## [What to work on]
Reproduce everything from the line containing "point: flower head" down to the end of the material, substituting "widest" for "thickest" and leaving all else unchanged.

## [Dataset entries]
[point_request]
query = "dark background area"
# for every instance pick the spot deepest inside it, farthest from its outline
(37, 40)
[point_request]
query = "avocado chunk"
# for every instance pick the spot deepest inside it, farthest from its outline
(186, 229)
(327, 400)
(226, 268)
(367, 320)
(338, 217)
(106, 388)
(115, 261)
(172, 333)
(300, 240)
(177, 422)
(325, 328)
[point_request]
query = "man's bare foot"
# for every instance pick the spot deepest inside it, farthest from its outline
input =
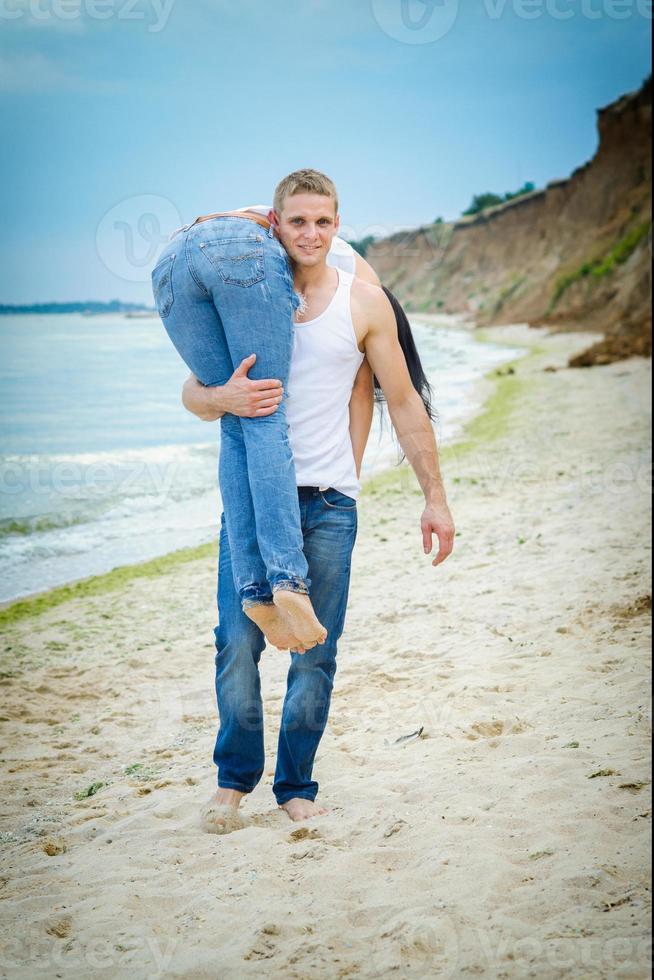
(303, 621)
(299, 809)
(274, 625)
(221, 814)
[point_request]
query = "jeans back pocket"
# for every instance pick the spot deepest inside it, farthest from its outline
(238, 260)
(337, 500)
(162, 286)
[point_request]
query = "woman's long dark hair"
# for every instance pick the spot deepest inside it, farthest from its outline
(414, 364)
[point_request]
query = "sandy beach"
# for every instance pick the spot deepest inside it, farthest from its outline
(510, 839)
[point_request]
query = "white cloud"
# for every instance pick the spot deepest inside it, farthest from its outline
(35, 72)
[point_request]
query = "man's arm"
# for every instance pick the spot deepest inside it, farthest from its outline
(240, 396)
(362, 405)
(363, 270)
(410, 420)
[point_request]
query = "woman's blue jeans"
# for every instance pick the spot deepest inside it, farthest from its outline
(329, 526)
(224, 290)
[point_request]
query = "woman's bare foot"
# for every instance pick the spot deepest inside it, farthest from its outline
(304, 623)
(299, 809)
(274, 625)
(221, 815)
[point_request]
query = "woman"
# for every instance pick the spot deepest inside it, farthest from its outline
(222, 285)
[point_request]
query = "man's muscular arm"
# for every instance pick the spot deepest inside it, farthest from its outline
(410, 420)
(361, 411)
(240, 396)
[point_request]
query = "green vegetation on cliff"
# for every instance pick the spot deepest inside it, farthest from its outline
(599, 268)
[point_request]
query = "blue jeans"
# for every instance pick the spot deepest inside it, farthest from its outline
(329, 527)
(224, 290)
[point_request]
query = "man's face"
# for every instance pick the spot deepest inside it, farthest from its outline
(306, 228)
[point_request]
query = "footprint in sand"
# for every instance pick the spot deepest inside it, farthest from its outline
(494, 728)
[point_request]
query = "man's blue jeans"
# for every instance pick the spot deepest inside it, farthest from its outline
(329, 527)
(224, 290)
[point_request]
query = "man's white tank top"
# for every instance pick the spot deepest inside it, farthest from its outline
(326, 360)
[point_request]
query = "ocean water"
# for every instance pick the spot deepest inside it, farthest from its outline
(101, 466)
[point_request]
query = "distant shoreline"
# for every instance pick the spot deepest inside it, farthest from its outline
(86, 307)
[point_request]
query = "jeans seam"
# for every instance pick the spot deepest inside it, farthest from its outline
(297, 796)
(290, 587)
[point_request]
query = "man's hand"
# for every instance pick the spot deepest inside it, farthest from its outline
(437, 520)
(240, 396)
(251, 399)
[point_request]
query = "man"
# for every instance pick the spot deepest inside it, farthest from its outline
(344, 320)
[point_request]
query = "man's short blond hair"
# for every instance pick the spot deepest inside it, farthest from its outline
(304, 182)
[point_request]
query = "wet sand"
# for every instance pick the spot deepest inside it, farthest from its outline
(510, 839)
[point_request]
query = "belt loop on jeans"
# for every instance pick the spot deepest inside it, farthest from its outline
(249, 215)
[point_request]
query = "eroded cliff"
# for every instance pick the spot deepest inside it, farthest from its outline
(576, 254)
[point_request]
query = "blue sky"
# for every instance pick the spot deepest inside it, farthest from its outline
(166, 109)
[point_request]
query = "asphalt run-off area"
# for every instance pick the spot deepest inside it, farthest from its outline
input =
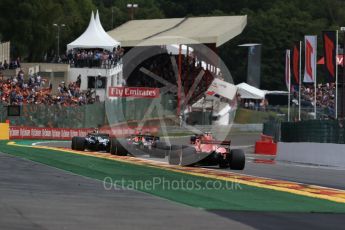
(49, 186)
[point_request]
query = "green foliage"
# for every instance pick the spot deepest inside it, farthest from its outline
(274, 24)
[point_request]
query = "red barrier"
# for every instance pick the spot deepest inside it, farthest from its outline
(263, 147)
(266, 145)
(18, 132)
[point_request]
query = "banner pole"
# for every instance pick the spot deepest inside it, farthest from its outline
(289, 74)
(300, 81)
(336, 75)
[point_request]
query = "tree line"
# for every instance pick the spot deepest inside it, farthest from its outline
(28, 24)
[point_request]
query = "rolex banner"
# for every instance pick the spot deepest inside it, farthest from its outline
(287, 69)
(310, 43)
(329, 49)
(295, 63)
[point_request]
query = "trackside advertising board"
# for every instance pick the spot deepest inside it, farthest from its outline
(32, 133)
(138, 92)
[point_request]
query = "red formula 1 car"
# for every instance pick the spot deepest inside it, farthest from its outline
(204, 150)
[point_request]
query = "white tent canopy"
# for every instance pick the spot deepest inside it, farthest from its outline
(250, 92)
(93, 37)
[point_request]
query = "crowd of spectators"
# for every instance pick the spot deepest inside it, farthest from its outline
(325, 95)
(93, 57)
(36, 90)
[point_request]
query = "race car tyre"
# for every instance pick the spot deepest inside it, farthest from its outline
(73, 143)
(182, 155)
(79, 143)
(162, 146)
(223, 163)
(237, 159)
(116, 148)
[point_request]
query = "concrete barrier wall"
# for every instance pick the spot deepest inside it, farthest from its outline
(312, 153)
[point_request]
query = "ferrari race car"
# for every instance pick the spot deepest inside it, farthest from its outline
(93, 141)
(206, 151)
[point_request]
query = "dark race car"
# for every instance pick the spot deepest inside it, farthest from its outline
(138, 144)
(204, 150)
(93, 141)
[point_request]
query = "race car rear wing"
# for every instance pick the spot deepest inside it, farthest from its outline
(214, 142)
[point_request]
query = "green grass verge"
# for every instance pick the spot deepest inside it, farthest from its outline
(248, 116)
(244, 198)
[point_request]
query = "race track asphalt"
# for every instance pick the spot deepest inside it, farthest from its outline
(35, 196)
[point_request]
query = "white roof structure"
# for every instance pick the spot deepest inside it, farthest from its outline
(93, 37)
(250, 92)
(222, 88)
(193, 30)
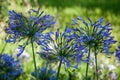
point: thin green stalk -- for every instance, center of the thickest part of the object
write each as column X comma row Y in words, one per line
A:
column 87, row 65
column 59, row 69
column 34, row 61
column 96, row 64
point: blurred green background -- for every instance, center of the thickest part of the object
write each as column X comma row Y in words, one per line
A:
column 64, row 12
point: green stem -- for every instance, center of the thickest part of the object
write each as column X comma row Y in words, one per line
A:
column 59, row 69
column 96, row 64
column 3, row 48
column 87, row 65
column 34, row 61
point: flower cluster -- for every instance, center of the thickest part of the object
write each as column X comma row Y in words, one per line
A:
column 10, row 69
column 29, row 28
column 118, row 53
column 61, row 47
column 93, row 35
column 45, row 74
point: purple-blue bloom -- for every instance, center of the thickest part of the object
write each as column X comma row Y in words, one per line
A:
column 10, row 68
column 61, row 46
column 28, row 27
column 45, row 74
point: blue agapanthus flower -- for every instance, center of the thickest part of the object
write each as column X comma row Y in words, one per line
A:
column 93, row 35
column 45, row 74
column 29, row 27
column 117, row 54
column 10, row 68
column 60, row 46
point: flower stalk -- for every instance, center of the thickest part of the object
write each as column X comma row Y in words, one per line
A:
column 59, row 69
column 96, row 64
column 34, row 61
column 87, row 65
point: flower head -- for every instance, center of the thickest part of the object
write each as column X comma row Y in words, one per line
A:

## [Result]
point: flower head -- for every instance, center of the widest part of the object
write each as column X comma row Y in words, one per line
A:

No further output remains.